What you will do — Substitute "rectangle" for each "bounding box" in the entries starting at the line with "Class name: grass" and ending at the line with "539, 462, 657]]". Give those lines back with nothing else changed, and leave out the pictures.
##### Record set #####
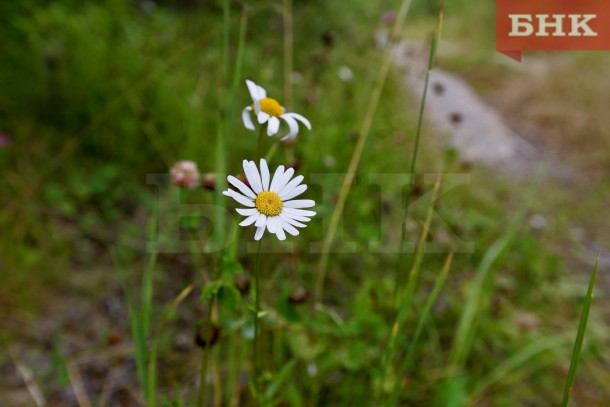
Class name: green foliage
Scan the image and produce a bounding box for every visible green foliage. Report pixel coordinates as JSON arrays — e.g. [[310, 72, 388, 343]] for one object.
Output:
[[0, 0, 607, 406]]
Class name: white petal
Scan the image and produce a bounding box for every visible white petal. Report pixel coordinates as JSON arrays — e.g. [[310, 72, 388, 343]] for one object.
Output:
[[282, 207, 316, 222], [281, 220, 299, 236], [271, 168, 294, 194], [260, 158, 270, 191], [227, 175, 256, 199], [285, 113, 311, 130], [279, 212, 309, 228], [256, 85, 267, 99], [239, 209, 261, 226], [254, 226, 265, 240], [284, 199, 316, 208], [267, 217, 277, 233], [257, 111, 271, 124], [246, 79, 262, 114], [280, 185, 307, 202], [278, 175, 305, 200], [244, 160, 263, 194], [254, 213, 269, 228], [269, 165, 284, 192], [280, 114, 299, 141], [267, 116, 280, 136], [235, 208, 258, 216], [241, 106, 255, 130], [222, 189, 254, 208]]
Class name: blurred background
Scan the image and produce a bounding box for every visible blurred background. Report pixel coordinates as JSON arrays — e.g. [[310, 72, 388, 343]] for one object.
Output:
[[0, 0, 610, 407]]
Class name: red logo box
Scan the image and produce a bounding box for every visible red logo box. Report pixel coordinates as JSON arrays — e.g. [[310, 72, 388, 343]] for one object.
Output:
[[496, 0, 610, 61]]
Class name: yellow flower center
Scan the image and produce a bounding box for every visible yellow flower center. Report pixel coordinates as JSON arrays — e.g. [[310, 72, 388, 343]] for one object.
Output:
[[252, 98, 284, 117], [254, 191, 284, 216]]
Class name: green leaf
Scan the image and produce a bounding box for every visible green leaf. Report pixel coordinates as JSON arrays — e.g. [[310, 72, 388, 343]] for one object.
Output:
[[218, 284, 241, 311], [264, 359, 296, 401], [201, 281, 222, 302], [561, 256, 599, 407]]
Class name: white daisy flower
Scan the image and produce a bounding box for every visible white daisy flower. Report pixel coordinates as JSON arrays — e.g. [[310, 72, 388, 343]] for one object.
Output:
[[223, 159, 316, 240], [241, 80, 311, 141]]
#####
##### Record set #####
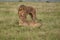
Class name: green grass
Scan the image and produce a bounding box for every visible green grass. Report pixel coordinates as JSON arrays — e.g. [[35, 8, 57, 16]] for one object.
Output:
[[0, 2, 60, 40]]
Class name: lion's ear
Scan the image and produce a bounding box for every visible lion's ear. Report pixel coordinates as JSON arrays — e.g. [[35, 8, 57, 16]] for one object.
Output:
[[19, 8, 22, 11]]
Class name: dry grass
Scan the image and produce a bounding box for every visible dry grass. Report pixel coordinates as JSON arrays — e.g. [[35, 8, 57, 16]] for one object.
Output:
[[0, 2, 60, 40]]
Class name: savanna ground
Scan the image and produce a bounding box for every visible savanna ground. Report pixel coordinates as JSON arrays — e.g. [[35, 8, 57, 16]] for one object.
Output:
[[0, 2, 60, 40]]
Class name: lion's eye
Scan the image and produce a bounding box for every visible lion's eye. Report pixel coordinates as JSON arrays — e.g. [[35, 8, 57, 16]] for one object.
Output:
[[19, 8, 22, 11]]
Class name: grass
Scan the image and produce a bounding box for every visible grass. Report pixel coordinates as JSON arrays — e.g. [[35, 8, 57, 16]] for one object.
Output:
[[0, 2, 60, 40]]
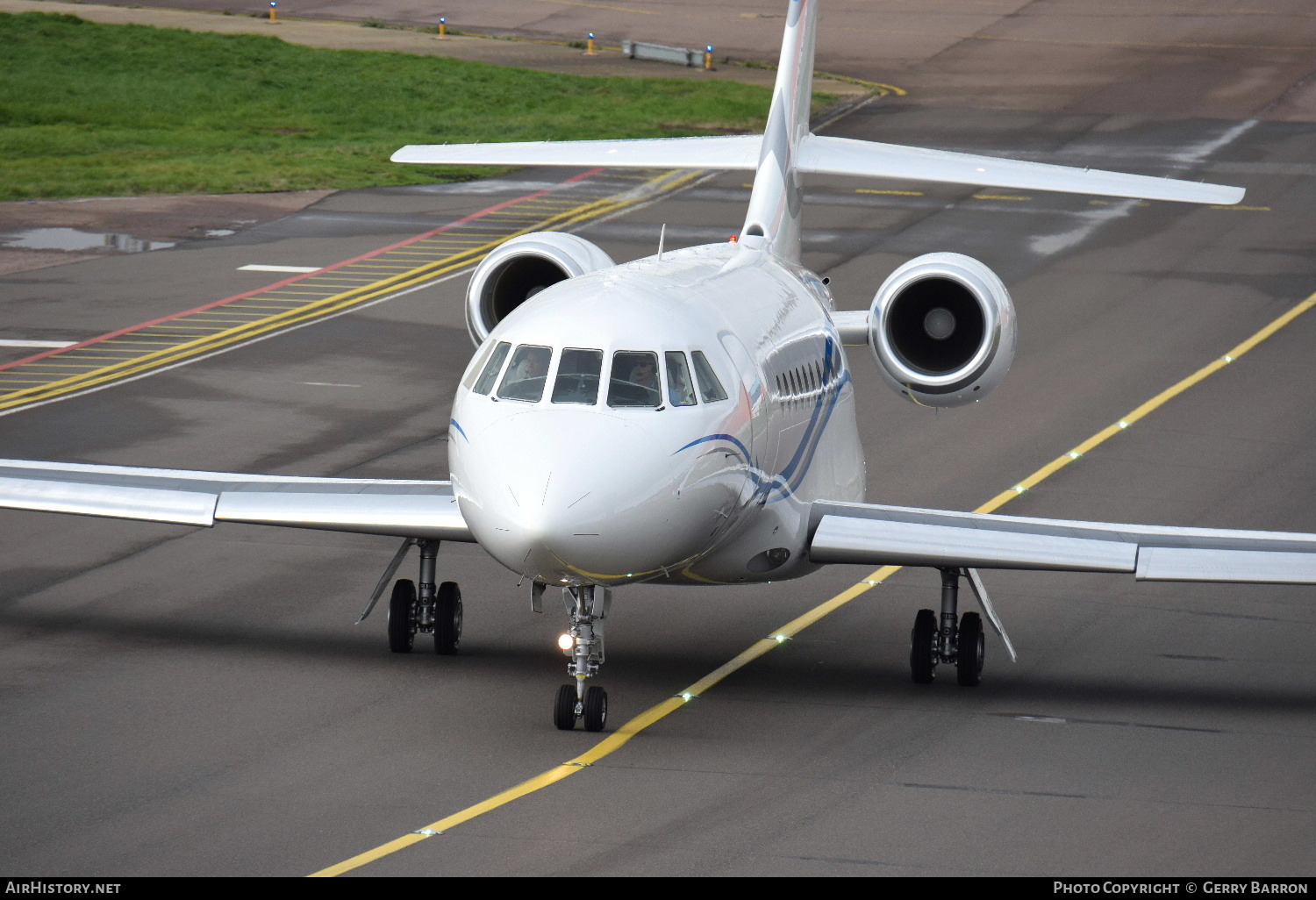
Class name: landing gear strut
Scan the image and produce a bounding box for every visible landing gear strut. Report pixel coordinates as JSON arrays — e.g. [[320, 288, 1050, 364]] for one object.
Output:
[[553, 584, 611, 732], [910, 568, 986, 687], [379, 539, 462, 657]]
#####
Exercise solution —
Class name: grass
Scan the image and produce a rectangle for every visible grass. Report pixel coordinates as JSON arrays — e.g. [[35, 8, 57, 16]] for one object.
Output:
[[0, 2, 60, 40]]
Class name: landing gear strut
Scan the image and produce a rectangle for every visible landing gear strut. Report pixel coordinates as JSON arrays — e.g. [[320, 288, 1050, 364]] for one object.
Output:
[[553, 584, 611, 732], [910, 568, 986, 687], [379, 539, 462, 657]]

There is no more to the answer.